# [ITEMS]

════════════════════

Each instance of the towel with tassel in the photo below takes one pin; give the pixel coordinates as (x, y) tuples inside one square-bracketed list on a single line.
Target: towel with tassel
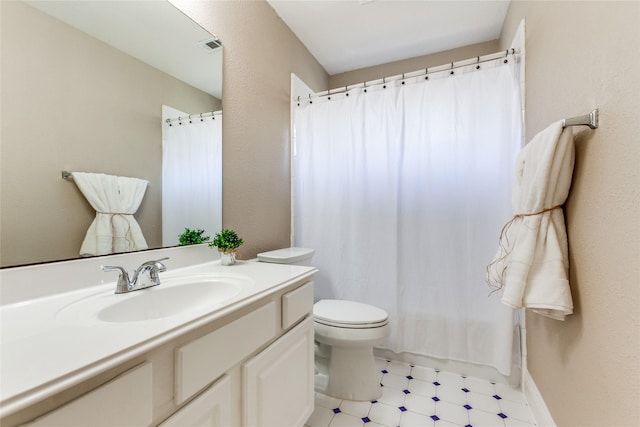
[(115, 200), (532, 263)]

════════════════════

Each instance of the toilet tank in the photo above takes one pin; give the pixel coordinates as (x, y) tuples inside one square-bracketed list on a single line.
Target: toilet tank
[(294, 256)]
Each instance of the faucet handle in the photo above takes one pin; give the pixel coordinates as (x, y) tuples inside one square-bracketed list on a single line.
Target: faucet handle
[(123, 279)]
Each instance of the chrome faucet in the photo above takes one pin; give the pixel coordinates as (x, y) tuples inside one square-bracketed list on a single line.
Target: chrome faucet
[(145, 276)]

════════════════════

# [WHAT IS NEEDED]
Please reproduce, word for word, the part of the entries that opens with the line containing "Each instance of the toilet" and closes with the line containing "[(145, 276)]", keeping both of those lines.

# [RESPONSE TO THIS TASK]
Each instance of the toilet tank in the photo above takes one pin; give the pixel coordinates as (x, y) tuples inside one square-bracketed list on a single line.
Target: toilet tank
[(294, 256)]
Each instance of the faucet handle in the photo above takes one pin; give the pixel coordinates as (x, y) tuples inside one square-bracketed list on a single line.
Target: faucet handle
[(123, 279)]
Each instance of the chrome faucet in the photo above takes one pin; give the pixel coordinates as (x, y) tuples inside one square-bracketed list on a single line.
Target: chrome faucet
[(145, 276)]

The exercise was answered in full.